#### Given data
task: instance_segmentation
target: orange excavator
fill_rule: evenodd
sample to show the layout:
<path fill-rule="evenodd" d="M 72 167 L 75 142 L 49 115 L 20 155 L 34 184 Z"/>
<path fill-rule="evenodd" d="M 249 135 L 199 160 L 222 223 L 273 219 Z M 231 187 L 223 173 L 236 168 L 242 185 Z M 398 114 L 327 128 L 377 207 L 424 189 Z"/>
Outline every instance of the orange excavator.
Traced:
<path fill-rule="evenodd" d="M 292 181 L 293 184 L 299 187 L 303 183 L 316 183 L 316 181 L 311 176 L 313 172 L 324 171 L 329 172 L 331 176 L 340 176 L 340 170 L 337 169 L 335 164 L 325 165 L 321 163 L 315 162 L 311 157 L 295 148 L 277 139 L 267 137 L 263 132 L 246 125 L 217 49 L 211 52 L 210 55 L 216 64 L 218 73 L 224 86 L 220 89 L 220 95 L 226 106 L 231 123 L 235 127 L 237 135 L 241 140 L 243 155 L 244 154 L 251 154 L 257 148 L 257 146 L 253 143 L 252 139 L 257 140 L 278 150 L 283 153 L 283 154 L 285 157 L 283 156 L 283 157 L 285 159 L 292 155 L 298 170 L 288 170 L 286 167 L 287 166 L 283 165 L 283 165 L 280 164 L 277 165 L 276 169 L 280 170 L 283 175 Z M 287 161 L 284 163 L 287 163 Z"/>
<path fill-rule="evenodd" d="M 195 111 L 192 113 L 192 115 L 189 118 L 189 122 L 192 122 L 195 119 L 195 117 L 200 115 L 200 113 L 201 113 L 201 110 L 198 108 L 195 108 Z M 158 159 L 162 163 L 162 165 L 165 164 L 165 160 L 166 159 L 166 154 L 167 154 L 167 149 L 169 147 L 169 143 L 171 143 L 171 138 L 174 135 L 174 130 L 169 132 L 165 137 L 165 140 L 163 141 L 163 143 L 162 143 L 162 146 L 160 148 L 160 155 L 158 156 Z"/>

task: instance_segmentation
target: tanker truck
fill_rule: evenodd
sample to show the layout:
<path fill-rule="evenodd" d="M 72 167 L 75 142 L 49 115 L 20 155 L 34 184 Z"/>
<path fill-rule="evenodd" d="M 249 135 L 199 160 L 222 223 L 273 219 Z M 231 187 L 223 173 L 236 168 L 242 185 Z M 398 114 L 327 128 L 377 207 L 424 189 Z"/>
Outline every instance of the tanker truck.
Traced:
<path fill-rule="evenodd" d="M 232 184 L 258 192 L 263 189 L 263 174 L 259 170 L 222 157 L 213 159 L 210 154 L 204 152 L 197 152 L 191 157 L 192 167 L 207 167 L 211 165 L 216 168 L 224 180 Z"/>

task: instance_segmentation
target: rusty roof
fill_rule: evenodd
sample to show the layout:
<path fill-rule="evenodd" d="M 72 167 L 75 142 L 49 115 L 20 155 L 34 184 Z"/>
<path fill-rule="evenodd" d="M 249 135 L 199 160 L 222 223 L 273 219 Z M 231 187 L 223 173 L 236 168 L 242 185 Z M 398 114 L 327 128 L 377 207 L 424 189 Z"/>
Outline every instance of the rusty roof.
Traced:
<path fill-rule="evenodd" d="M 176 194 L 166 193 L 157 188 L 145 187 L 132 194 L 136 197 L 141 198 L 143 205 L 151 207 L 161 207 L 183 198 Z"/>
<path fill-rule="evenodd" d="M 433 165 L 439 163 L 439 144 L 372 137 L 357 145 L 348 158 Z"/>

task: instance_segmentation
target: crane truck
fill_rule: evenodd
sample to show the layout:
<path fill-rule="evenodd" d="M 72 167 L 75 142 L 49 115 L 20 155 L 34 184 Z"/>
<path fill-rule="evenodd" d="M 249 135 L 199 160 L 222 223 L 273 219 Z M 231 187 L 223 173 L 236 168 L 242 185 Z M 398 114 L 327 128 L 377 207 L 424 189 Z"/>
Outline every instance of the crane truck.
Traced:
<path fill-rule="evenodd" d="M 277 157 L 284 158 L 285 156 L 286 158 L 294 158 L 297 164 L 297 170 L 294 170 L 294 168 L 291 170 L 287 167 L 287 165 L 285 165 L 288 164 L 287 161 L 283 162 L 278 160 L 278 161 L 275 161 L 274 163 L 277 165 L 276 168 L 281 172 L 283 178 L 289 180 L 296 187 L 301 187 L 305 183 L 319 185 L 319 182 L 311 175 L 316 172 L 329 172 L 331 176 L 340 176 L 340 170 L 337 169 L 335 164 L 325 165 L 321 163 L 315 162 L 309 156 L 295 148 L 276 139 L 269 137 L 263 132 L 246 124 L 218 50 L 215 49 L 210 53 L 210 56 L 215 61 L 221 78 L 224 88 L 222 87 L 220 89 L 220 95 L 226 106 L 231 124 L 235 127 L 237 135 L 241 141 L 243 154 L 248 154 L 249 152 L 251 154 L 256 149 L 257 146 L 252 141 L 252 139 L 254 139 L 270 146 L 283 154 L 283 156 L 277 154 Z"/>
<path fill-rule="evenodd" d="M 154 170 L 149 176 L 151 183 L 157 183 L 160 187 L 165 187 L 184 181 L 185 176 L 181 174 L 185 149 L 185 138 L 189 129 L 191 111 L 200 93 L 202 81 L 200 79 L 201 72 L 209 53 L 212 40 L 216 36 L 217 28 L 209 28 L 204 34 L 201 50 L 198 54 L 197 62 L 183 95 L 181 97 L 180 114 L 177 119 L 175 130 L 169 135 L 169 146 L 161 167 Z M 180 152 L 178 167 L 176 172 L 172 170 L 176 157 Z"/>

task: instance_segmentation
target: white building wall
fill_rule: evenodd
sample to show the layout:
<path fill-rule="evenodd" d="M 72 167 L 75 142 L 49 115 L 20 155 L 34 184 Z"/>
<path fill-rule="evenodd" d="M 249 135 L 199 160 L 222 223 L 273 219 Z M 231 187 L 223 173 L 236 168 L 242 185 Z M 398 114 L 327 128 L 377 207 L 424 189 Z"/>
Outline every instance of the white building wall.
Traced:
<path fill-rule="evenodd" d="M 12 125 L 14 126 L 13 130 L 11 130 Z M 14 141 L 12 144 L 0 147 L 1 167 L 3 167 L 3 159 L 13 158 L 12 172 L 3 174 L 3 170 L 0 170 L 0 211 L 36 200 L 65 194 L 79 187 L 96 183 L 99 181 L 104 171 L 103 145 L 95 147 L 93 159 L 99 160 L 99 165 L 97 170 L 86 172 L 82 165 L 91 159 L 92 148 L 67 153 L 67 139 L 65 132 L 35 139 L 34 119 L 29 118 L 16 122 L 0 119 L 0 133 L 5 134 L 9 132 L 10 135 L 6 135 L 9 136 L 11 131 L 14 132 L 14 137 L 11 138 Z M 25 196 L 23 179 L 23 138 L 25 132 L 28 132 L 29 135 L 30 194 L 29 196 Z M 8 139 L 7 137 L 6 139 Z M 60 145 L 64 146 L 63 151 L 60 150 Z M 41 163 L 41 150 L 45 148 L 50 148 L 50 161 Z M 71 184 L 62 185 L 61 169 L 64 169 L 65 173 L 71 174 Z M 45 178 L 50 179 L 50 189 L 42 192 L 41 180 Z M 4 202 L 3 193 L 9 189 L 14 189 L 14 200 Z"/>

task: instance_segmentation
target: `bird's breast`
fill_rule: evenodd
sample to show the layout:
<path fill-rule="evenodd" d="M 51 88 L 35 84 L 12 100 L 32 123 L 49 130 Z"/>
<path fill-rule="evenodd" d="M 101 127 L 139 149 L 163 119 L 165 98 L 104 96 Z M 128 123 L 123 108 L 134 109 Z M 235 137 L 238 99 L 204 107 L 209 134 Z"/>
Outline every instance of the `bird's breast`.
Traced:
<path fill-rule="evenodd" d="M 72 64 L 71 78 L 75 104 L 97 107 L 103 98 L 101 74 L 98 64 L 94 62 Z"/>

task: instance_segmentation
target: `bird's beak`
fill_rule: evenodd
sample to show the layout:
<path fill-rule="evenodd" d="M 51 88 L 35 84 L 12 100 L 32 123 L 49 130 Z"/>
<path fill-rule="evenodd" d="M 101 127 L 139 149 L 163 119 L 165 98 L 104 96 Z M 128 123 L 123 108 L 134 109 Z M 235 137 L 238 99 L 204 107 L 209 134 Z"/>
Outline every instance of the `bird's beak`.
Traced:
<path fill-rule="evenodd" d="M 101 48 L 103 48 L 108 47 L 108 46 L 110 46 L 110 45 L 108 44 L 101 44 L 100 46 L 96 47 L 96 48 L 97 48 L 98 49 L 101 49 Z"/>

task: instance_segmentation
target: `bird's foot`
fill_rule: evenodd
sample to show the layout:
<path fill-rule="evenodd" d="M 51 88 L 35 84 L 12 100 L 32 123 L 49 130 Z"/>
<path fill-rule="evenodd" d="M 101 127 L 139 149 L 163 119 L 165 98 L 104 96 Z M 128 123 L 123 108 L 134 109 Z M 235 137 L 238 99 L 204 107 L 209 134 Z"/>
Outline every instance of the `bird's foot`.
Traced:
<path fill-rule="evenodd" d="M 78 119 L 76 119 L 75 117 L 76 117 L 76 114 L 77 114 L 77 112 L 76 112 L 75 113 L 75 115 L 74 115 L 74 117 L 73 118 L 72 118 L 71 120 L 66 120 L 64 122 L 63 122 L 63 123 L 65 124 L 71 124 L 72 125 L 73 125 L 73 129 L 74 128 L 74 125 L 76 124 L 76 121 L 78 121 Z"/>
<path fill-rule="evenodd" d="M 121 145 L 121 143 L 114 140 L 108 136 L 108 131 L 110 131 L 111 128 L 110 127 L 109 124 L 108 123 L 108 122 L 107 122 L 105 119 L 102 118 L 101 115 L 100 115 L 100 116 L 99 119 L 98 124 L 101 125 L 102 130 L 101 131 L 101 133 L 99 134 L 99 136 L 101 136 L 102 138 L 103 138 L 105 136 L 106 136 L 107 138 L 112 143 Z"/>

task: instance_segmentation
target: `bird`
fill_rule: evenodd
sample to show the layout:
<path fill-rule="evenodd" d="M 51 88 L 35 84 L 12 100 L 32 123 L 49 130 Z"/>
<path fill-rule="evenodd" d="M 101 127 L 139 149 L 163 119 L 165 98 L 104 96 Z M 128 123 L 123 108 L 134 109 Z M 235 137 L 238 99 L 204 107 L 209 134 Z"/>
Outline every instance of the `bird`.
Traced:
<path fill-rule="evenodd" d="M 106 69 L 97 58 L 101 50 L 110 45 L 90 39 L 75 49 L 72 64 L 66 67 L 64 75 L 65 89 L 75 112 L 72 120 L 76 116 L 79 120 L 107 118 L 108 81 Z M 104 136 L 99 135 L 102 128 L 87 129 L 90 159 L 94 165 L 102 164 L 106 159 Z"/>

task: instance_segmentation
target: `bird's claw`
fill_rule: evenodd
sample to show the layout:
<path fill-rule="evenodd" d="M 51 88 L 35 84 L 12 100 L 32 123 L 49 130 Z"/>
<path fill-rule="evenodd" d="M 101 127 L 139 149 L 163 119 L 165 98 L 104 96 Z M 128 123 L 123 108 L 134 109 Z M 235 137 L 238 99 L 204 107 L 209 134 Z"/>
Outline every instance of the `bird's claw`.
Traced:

#### Task statement
Please filter the entries above and copy every line that contains the word "orange". Case counts.

#### Result of the task
target: orange excavator
Outline every instance of the orange excavator.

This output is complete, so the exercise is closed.